» WHAT IS BEING ASKED:
Wherever the word "bridge" appears in a line of the records, copy that line.

--- ENTRIES SUPPLIED Enclosed Below ---

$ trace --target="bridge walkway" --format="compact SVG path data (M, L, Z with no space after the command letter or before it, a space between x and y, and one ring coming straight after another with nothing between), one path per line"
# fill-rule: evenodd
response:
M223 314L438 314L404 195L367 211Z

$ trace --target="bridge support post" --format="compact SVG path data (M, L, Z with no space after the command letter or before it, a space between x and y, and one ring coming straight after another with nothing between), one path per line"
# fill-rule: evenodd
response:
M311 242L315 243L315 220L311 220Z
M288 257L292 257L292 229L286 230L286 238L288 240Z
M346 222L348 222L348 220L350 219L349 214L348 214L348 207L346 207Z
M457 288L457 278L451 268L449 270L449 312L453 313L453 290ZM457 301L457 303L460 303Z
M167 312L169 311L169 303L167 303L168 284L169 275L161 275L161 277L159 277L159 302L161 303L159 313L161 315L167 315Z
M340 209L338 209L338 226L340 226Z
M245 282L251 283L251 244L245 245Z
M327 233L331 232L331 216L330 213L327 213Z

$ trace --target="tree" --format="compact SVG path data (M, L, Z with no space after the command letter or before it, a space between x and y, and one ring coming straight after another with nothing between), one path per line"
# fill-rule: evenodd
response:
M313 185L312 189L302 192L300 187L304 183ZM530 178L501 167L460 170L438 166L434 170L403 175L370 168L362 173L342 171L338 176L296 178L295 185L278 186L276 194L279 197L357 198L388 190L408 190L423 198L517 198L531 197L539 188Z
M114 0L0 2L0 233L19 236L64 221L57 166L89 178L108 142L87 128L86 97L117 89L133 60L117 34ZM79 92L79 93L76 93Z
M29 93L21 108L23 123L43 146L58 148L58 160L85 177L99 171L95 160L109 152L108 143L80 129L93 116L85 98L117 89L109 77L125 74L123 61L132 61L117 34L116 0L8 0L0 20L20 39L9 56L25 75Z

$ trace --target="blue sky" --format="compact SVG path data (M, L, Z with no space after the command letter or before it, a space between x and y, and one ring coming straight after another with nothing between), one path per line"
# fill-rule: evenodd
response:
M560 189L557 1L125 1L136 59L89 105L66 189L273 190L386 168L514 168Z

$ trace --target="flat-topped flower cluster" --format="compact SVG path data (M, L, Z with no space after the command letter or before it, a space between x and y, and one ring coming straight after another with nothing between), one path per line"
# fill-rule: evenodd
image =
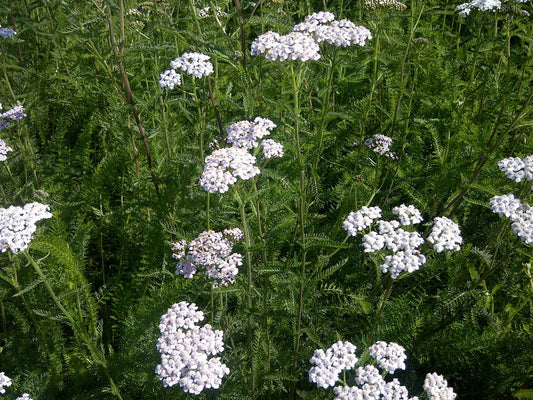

--- End of Enclosed ENTRIES SUPPLIED ---

» TASK ANSWER:
$ trace --target="bridge walkway" --format="compact SVG path data (M, L, Z with no space after the command letter or before it, a space between x and y, and one ring coming straight after another with nothing between), one path per line"
$ trace --target="bridge support post" --format="compact SVG path data (M, L, Z with no space after the command letter or before it, a space between x and y, and one ring coming straight after another with nothing between), one path per line"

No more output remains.